■ **O que fazer**:
Segundo o documento de origem sobre o tratamento do cancro do esófago, quais são os tratamentos de eleição nos casos de doença metastizada?

■ **Documento de origem**:
★ ★ ★ ★ ★ ★ ★

Quanto à abordagem terapêutica, ela varia de acordo com a localização, estadio do tumor e condições do doente. Em fases muito precoces da doença, os tratamentos endoscópicos devem ser considerados, por terem menos riscos e possibilitarem uma taxa de sucesso semelhante comparativamente a procedimentos mais invasivos. Em fases localmente avançadas, mas não disseminadas, nos tumores de células escamosas, a quimioterapia concomitante com radioterapia e a cirurgia são opções comuns, muitas vezes combinadas. Para o adenocarcinoma da região inferior, a cirurgia é frequentemente o tratamento principal, geralmente combinado com quimioterapia perioperatória (antes e depois da cirurgia) ou, em alternativa, quimioterapia e radioterapia neoadjuvantes (antes da cirurgia).   Além disso, tanto nos tumores de células escamosas, como nos adenocarcinomas, existe ainda a possibilidade de realizar imunoterapia adjuvante (após a cirurgia), em alguns casos, com redução do risco de reaparecimento da doença.

Nos casos de doença metastizada, a quimioterapia, a imunoterapia e outras terapêuticas dirigidas, são os tratamentos de eleição, com objetivo de prolongar o tempo de vida dos doentes

 HN – Sendo o cancro do esófago difícil de diagnosticar e tratar, como indicam os dados epidemiológicos, quais têm sido os avanços mais significativos na detecção e nas estratégias terapêuticas para melhorar o prognóstico dos doentes?

★ ★ ★ ★ ★ ★ ★

■ **Registos de dados**:

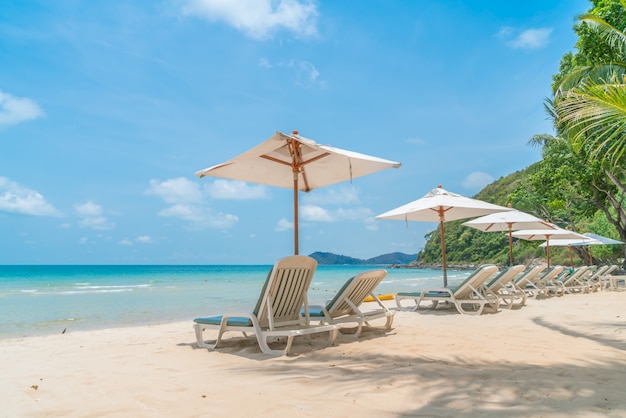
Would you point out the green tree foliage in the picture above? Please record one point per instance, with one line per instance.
(580, 183)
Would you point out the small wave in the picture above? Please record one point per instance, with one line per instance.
(114, 286)
(84, 292)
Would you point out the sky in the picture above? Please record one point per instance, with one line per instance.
(108, 108)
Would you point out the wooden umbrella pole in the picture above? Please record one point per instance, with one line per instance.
(443, 248)
(548, 248)
(510, 245)
(295, 213)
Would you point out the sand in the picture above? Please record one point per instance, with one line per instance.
(559, 357)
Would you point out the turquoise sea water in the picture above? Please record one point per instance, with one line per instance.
(40, 300)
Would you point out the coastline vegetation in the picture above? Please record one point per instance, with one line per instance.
(580, 183)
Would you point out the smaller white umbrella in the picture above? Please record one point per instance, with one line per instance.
(512, 220)
(440, 205)
(590, 239)
(547, 235)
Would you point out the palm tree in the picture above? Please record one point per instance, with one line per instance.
(589, 107)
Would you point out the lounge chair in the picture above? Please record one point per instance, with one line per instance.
(503, 285)
(614, 282)
(549, 284)
(278, 312)
(526, 281)
(346, 306)
(608, 281)
(573, 283)
(470, 297)
(594, 282)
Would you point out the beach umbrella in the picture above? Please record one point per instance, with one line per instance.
(512, 220)
(547, 235)
(298, 163)
(440, 205)
(591, 239)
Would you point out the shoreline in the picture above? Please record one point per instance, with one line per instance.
(559, 357)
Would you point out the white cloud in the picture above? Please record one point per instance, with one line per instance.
(186, 200)
(15, 198)
(340, 195)
(200, 217)
(306, 74)
(477, 180)
(175, 190)
(144, 239)
(530, 38)
(14, 110)
(284, 225)
(88, 209)
(234, 189)
(415, 140)
(91, 216)
(258, 19)
(312, 213)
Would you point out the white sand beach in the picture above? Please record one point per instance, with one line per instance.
(560, 357)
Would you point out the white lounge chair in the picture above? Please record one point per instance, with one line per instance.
(526, 281)
(278, 312)
(347, 305)
(594, 282)
(549, 284)
(574, 282)
(503, 285)
(470, 297)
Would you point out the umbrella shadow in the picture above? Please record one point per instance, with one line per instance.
(614, 343)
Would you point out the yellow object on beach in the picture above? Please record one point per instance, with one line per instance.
(381, 297)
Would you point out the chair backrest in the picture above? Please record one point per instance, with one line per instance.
(285, 292)
(504, 277)
(478, 278)
(552, 274)
(601, 271)
(530, 275)
(576, 275)
(355, 290)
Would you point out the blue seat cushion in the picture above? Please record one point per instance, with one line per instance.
(315, 312)
(235, 321)
(431, 294)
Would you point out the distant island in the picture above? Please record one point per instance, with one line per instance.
(335, 259)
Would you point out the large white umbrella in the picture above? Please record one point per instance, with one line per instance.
(512, 220)
(440, 205)
(298, 163)
(547, 235)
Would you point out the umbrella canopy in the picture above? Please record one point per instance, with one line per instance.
(298, 163)
(440, 205)
(546, 235)
(512, 220)
(590, 239)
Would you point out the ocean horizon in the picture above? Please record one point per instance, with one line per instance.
(38, 300)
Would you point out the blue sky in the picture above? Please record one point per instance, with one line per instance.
(107, 109)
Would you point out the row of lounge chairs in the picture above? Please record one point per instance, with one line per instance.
(486, 289)
(282, 309)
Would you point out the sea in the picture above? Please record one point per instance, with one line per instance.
(38, 300)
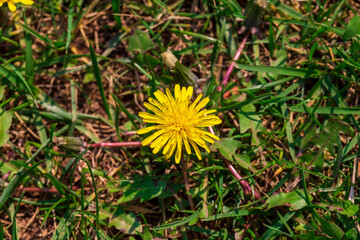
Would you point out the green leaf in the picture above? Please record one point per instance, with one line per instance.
(125, 222)
(178, 223)
(331, 229)
(140, 41)
(296, 72)
(346, 208)
(227, 148)
(18, 80)
(248, 119)
(99, 81)
(352, 29)
(144, 187)
(5, 123)
(295, 199)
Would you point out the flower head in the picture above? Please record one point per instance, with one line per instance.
(11, 3)
(178, 122)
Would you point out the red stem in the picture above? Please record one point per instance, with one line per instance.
(117, 144)
(232, 64)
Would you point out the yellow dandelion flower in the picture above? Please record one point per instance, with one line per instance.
(11, 3)
(178, 122)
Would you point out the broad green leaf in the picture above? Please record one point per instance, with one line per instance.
(295, 200)
(144, 187)
(352, 29)
(17, 79)
(228, 147)
(5, 123)
(140, 41)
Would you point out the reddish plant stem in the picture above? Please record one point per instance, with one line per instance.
(49, 190)
(186, 181)
(232, 64)
(117, 144)
(244, 184)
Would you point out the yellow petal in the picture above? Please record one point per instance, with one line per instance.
(147, 129)
(197, 151)
(27, 2)
(151, 138)
(11, 5)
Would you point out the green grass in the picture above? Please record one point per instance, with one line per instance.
(84, 68)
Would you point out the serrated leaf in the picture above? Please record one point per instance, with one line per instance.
(140, 41)
(295, 199)
(5, 123)
(227, 148)
(352, 29)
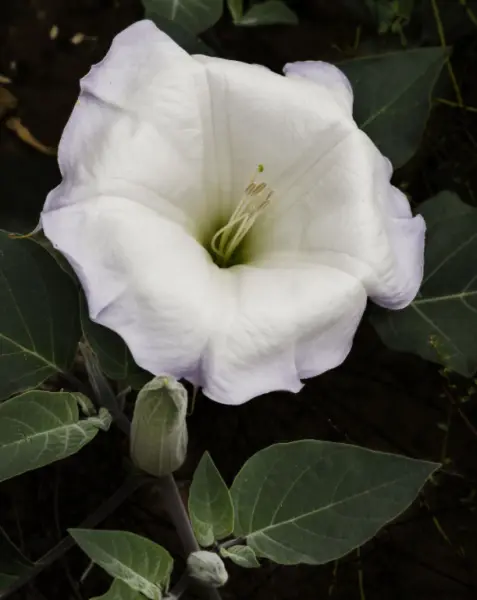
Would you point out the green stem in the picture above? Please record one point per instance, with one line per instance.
(110, 505)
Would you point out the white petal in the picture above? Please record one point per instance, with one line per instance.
(325, 75)
(285, 321)
(343, 211)
(144, 278)
(139, 129)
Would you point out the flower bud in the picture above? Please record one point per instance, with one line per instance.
(207, 567)
(159, 429)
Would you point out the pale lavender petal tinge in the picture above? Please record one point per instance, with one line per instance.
(159, 151)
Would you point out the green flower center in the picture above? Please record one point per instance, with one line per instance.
(227, 246)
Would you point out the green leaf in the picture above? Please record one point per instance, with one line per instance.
(141, 564)
(119, 591)
(113, 355)
(243, 556)
(12, 562)
(193, 15)
(39, 326)
(313, 502)
(392, 97)
(210, 504)
(441, 324)
(38, 428)
(270, 12)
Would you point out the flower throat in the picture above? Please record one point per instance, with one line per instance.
(227, 239)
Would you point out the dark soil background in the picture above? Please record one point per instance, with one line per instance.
(378, 398)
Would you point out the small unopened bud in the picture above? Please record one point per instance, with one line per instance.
(158, 429)
(208, 568)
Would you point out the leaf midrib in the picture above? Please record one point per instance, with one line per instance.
(30, 352)
(445, 298)
(28, 439)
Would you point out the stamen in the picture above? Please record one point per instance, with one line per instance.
(227, 239)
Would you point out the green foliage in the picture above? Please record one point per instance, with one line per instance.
(39, 328)
(194, 16)
(243, 556)
(12, 562)
(392, 97)
(208, 568)
(120, 591)
(140, 563)
(236, 9)
(441, 324)
(113, 355)
(38, 428)
(313, 502)
(210, 504)
(270, 12)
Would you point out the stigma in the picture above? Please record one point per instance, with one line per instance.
(255, 199)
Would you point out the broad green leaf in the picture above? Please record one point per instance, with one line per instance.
(12, 562)
(270, 12)
(119, 591)
(313, 502)
(38, 428)
(236, 9)
(392, 97)
(193, 15)
(141, 564)
(441, 324)
(243, 556)
(112, 353)
(210, 505)
(39, 325)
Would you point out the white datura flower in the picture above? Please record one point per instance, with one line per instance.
(228, 222)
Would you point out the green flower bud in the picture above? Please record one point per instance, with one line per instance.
(207, 567)
(159, 430)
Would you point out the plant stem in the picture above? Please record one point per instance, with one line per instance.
(177, 512)
(180, 587)
(167, 484)
(129, 486)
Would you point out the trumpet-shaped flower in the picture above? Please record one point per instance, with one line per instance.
(228, 222)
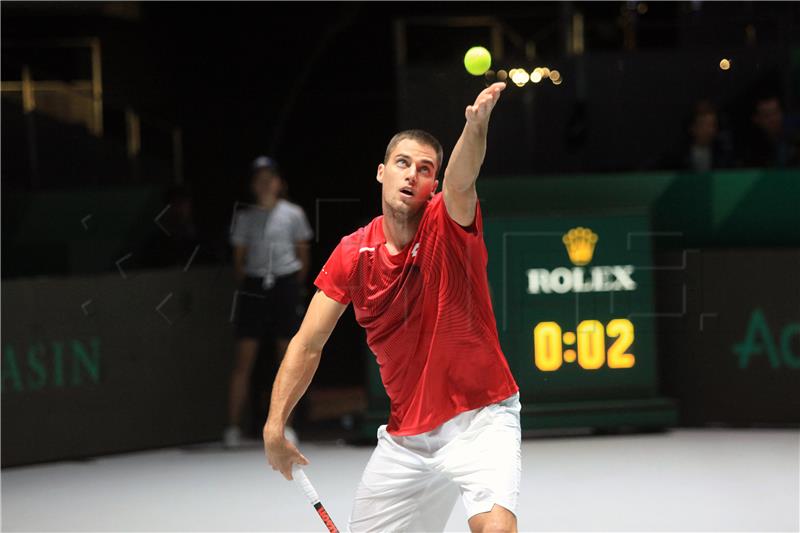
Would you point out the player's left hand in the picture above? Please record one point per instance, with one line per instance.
(479, 112)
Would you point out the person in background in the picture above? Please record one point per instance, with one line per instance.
(705, 148)
(770, 143)
(270, 242)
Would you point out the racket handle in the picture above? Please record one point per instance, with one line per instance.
(302, 480)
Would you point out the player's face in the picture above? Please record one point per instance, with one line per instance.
(408, 176)
(266, 185)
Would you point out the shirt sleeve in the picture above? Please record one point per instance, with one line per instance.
(334, 277)
(239, 229)
(301, 231)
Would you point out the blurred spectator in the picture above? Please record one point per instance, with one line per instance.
(270, 242)
(705, 148)
(770, 143)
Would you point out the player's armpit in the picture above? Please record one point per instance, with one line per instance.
(460, 205)
(321, 317)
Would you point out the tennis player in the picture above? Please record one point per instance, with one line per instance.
(416, 277)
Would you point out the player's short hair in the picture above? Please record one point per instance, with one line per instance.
(422, 137)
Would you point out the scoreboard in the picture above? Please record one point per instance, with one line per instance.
(573, 299)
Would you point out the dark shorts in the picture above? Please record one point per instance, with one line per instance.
(275, 311)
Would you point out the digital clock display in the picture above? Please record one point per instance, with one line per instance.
(589, 340)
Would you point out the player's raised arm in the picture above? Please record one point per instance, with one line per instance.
(298, 367)
(466, 159)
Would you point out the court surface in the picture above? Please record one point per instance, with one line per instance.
(684, 480)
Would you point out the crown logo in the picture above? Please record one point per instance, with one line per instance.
(580, 244)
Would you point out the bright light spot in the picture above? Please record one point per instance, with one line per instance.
(520, 77)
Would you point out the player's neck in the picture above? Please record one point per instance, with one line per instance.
(267, 202)
(399, 229)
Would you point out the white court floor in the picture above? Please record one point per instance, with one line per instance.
(685, 480)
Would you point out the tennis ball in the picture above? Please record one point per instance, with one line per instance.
(477, 60)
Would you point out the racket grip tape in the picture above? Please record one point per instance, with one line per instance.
(305, 484)
(308, 489)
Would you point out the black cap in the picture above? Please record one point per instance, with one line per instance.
(263, 161)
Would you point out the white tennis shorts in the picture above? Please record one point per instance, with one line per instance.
(412, 483)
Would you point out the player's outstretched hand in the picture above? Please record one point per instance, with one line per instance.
(480, 111)
(282, 454)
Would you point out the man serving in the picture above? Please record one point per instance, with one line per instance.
(416, 277)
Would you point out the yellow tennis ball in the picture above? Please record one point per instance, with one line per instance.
(477, 60)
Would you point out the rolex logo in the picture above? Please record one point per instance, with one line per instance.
(580, 244)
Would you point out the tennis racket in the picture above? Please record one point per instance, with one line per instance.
(302, 480)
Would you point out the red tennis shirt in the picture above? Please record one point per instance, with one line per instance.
(428, 317)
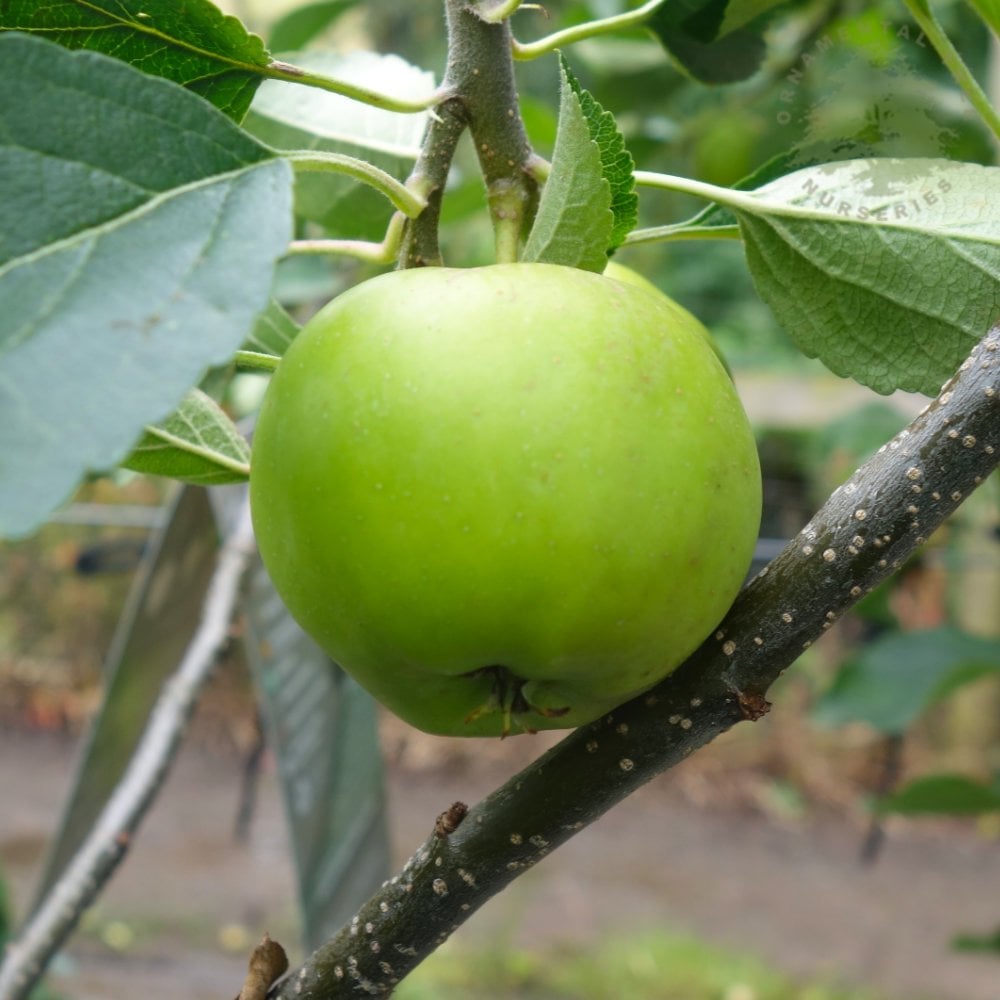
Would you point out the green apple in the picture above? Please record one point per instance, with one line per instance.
(619, 272)
(507, 497)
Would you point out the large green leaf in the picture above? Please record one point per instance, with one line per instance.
(576, 223)
(193, 43)
(138, 236)
(888, 271)
(289, 117)
(892, 681)
(323, 728)
(273, 331)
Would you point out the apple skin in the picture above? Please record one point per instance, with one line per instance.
(520, 487)
(619, 272)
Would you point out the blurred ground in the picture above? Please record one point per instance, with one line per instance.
(682, 854)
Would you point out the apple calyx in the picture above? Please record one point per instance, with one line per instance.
(507, 697)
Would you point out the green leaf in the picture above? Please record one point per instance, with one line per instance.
(323, 728)
(718, 216)
(616, 162)
(193, 44)
(690, 31)
(132, 258)
(989, 943)
(989, 13)
(893, 680)
(575, 224)
(888, 271)
(273, 331)
(197, 444)
(290, 118)
(301, 25)
(951, 794)
(741, 12)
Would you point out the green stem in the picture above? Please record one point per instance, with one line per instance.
(480, 70)
(500, 11)
(372, 253)
(256, 361)
(931, 27)
(686, 185)
(480, 80)
(680, 231)
(290, 73)
(406, 200)
(604, 26)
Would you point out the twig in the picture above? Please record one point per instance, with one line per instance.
(106, 844)
(860, 536)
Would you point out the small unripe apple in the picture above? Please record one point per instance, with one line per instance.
(504, 498)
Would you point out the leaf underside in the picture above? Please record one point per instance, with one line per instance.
(133, 256)
(193, 44)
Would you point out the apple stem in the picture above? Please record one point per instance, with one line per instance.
(483, 98)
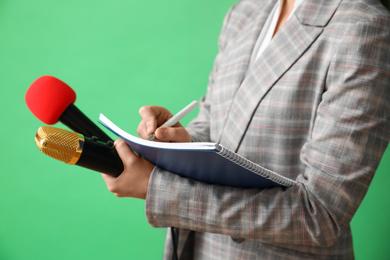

★ ★ ★ ★ ★ ★ ★

■ **Resultado do exercício**:
A quimioterapia, a imunoterapia e outras terapêuticas dirigidas.